Just because a person doesn't have time to attend all these meetings (and that time crunch is very real) does not mean they are done secretly. They are recorded and can be accessed when convenient.


Rob Silano
Registered user
Menlo Park: Suburban Park/Lorelei Manor/Flood Park Triangle
on Sep 15, 2022 at 9:08 am
Rob Silano, Menlo Park: Suburban Park/Lorelei Manor/Flood Park Triangle
Registered user
on Sep 15, 2022 at 9:08 am

Dawn:

Closed session meetings are not recorded. Which our current MP Council majority loves to do. A costly endeavor; bought on my the majority of the council not listening to a great number of residents for a fair, reasonable housing solution for all. Let’s see what the voters want now. Thanks Drew and Ray for trying…


Stuart Soffer
Registered user
Menlo Park: Linfield Oaks
on Sep 15, 2022 at 11:00 am
Stuart Soffer, Menlo Park: Linfield Oaks
Registered user
on Sep 15, 2022 at 11:00 am



We in Linfield Oaks have been through this zoning / housing / chicken dance / circle pleasuring before - when AT&T HQ moved out between Linfield and Willow. By raising and focussing our concerned voices we had accommodations added into the improvement: A traffic light at Linfield and Willow; Speed tables (instead of humps) around our streets to control cut through speed. And we can do so again.

- INFORMATION GIVEN
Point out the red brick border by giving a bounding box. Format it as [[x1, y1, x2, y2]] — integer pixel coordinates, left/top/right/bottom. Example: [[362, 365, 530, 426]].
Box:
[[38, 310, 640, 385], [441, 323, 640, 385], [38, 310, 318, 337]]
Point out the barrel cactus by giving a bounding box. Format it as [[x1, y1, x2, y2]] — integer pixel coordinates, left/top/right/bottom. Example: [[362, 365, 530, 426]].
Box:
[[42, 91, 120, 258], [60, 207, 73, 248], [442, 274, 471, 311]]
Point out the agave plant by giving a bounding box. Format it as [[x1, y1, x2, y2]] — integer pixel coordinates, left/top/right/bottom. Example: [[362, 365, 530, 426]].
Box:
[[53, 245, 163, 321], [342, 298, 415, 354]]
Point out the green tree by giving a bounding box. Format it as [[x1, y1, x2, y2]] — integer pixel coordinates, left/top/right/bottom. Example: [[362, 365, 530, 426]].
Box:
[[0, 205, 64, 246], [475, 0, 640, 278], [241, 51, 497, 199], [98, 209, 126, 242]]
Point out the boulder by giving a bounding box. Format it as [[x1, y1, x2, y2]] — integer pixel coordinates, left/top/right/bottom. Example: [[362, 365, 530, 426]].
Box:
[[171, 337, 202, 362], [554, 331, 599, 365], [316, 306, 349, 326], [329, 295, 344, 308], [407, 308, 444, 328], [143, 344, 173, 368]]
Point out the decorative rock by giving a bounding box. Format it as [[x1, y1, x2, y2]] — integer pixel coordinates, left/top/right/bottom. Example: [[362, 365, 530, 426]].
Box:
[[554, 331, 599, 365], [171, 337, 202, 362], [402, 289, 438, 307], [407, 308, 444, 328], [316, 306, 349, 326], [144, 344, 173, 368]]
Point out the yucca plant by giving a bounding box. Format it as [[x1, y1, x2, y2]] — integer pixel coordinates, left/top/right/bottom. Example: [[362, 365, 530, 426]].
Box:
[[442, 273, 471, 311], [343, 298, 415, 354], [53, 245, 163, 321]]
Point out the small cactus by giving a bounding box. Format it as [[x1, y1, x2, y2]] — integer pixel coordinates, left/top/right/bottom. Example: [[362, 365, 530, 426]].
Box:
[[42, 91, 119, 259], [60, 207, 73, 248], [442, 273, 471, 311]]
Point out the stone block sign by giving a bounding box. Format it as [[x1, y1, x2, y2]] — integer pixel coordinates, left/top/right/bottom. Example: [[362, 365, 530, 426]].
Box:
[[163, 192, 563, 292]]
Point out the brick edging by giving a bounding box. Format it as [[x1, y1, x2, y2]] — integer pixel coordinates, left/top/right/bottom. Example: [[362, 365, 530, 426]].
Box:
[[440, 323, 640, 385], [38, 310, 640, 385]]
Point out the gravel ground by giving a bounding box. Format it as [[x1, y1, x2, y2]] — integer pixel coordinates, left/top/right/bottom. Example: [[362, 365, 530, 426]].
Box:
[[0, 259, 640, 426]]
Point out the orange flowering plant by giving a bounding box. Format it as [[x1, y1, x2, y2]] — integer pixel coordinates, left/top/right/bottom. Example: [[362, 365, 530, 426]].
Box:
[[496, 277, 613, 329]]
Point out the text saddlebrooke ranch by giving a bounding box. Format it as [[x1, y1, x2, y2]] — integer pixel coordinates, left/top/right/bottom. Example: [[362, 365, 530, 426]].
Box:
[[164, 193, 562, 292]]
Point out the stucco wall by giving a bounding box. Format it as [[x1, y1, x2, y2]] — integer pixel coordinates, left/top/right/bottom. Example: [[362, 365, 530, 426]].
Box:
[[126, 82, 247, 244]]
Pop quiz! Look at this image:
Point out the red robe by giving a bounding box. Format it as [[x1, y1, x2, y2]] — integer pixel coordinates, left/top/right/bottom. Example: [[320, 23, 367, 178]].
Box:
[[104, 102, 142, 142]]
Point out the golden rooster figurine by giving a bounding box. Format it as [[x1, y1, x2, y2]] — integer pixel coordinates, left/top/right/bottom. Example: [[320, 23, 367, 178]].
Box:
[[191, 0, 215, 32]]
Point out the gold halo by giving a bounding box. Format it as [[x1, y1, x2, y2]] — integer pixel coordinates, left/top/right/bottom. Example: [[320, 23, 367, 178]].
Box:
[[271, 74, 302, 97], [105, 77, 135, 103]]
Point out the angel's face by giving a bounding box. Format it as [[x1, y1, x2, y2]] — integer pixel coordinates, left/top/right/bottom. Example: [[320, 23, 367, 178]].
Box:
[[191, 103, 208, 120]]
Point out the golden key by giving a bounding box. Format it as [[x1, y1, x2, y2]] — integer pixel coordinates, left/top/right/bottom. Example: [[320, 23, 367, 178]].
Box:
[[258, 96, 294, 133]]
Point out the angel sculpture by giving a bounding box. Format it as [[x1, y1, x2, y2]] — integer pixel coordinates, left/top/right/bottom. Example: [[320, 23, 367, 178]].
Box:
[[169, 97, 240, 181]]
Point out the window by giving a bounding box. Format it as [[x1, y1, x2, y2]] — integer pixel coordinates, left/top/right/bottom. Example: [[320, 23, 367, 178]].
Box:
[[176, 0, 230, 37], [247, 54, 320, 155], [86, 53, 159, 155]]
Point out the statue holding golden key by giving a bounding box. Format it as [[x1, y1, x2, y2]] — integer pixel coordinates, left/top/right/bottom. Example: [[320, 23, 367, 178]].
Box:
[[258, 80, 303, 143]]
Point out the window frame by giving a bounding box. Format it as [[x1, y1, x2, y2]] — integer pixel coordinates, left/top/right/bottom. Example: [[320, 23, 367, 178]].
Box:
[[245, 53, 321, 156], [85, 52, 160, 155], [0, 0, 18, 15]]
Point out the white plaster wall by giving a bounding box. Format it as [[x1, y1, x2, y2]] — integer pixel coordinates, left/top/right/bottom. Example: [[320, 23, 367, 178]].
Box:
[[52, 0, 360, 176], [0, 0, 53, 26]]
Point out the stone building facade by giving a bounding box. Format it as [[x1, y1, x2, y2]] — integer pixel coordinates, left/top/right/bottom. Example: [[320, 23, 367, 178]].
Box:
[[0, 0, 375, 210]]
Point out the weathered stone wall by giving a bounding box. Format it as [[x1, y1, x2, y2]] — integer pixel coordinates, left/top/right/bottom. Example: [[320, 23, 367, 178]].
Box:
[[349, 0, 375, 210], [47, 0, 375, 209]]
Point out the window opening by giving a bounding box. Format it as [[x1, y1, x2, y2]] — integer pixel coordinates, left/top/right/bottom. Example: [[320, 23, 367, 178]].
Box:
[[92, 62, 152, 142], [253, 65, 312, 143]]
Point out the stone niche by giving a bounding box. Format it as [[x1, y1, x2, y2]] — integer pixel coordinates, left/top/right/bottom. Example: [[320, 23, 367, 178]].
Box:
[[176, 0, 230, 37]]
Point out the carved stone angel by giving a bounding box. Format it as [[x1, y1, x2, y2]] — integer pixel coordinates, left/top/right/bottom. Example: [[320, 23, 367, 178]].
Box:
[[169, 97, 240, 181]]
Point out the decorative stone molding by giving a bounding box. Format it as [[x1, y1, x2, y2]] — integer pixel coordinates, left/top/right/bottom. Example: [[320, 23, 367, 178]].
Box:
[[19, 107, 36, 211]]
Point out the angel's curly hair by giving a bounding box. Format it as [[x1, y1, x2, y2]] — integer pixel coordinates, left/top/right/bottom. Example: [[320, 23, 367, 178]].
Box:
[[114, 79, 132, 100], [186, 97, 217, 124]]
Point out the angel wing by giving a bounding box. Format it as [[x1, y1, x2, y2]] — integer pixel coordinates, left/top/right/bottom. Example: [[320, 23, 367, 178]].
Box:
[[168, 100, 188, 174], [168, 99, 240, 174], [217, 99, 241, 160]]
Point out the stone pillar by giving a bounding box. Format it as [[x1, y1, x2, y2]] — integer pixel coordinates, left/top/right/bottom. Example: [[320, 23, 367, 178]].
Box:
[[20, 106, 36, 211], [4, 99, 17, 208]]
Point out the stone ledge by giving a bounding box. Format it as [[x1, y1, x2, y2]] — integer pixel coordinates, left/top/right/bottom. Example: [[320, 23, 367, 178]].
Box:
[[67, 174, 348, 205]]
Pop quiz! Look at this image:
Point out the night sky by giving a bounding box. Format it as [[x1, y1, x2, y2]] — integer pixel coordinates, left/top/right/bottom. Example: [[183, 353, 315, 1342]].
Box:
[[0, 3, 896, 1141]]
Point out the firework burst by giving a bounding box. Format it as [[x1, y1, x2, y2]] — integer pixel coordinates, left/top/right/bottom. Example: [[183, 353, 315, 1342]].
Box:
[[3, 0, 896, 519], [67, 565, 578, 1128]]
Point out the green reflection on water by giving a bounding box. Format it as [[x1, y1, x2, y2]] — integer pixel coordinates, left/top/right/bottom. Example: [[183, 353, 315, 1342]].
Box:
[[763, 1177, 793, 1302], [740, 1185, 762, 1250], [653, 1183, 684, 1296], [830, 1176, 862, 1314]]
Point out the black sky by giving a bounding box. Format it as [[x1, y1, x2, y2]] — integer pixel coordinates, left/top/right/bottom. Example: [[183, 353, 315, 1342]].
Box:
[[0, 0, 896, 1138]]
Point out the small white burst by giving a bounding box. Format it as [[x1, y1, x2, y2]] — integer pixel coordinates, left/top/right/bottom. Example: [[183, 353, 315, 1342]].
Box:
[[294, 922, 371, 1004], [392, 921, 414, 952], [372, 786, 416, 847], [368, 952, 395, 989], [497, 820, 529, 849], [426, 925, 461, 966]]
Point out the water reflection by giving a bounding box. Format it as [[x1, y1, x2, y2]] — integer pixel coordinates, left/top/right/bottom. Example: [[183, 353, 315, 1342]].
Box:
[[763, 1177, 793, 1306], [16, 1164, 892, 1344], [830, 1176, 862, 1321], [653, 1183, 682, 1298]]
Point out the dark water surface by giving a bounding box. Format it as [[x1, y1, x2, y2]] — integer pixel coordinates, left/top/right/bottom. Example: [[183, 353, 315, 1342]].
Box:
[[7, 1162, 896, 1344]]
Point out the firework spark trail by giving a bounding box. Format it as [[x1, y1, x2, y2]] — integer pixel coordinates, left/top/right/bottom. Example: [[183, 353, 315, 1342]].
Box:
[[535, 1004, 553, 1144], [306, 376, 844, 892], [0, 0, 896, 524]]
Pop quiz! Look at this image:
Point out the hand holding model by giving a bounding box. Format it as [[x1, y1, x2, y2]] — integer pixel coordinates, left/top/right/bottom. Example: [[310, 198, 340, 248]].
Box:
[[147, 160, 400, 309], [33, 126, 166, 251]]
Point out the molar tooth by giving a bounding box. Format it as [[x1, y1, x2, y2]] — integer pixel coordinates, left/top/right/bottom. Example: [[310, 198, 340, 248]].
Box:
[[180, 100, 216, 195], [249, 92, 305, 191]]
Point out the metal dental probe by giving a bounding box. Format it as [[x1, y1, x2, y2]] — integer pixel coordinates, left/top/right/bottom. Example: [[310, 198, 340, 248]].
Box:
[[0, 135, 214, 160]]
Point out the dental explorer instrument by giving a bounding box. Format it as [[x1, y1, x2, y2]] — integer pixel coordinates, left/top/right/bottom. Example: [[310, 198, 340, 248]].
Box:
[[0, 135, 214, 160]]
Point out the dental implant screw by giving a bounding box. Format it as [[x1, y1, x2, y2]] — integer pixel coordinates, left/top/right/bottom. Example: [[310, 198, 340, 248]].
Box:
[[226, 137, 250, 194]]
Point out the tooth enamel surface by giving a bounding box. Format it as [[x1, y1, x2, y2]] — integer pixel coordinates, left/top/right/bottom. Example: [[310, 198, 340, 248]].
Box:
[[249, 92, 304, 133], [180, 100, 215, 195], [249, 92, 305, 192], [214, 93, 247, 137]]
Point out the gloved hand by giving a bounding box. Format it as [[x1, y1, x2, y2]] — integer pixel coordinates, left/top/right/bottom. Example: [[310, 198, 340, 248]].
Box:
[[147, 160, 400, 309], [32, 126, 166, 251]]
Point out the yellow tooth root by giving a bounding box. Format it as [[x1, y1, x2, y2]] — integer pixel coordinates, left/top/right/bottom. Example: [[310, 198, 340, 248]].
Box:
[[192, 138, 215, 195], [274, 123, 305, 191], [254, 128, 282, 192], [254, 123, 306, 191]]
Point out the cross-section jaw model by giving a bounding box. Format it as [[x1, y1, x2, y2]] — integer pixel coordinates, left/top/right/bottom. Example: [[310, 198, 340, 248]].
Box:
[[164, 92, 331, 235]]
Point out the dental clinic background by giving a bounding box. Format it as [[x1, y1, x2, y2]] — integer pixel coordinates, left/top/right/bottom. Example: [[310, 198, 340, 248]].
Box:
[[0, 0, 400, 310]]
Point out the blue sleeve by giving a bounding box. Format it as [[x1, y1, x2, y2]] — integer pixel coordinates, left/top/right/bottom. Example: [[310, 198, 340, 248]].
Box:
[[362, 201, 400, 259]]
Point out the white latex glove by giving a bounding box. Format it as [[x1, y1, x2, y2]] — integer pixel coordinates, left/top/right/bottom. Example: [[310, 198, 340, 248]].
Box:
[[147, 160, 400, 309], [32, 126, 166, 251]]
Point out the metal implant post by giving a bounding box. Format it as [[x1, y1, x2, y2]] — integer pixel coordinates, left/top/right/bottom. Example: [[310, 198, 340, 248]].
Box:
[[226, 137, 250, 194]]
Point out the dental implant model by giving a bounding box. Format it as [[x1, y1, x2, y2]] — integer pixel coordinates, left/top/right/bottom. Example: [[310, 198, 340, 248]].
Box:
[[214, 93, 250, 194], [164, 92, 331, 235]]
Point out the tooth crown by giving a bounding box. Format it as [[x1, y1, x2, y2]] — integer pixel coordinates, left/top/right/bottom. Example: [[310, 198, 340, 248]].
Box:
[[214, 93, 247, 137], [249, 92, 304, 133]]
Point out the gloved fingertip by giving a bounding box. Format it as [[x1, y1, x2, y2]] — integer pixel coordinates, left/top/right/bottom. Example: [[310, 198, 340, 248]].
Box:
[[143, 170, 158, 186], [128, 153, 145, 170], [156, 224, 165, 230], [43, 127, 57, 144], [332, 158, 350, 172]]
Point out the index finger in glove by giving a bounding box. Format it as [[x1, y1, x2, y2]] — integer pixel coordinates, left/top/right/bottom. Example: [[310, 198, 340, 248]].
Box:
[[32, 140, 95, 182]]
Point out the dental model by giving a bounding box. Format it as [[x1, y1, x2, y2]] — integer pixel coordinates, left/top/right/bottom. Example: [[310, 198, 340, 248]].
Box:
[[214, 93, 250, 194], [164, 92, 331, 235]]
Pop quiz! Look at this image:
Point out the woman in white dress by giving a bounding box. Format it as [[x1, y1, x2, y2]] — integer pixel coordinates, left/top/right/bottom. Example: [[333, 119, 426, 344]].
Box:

- WHAT YOU NEED TO DO
A. Answer the following about the Menlo Park comments, giving one answer per line:
(i) According to the opening lines, how can people who lack time to attend the meetings follow them?
(ii) According to Rob Silano, which kind of meeting is not recorded?
(iii) What two accommodations does Stuart Soffer say were added after Linfield Oaks residents raised their concerns?
B. Resume the Menlo Park comments from the point at which they stop.

- OUTPUTS
A.
(i) The meetings are recorded and can be accessed when convenient.
(ii) Closed session meetings.
(iii) A traffic light at Linfield and Willow, and speed tables (instead of humps) around their streets to control cut-through speed.

B.
How much housing is Atherton adding? Where are additional classrooms for the added demand?

Dawn1234 you forget the private meeting held a couple of years ago by a couple of current council members.


Menlo Park mayor blasts councilwoman for setting up mystery meeting

Web Link

Menlo Park: Mysterious closed City Council meeting violates protocols and raises questions
Web Link


Stuart Soffer
Registered user
Menlo Park: Linfield Oaks
on Sep 15, 2022 at 11:09 am
Stuart Soffer, Menlo Park: Linfield Oaks
Registered user
on Sep 15, 2022 at 11:09 am

And... serial conversations could also be Brown Act violations.



Stuart Soffer
Registered user
Menlo Park: Linfield Oaks
on Sep 15, 2022 at 12:05 pm
Stuart Soffer, Menlo Park: Linfield Oaks
Registered user
on Sep 15, 2022 at 12:05 pm

Dawn1234 - You really don't get it.

As a consequence of a 5 member council, and 'district' elections representing 5 distinct geographic districts - not at large- just 3 council members can rezone regardless of where they live. They can build and push traffic to others.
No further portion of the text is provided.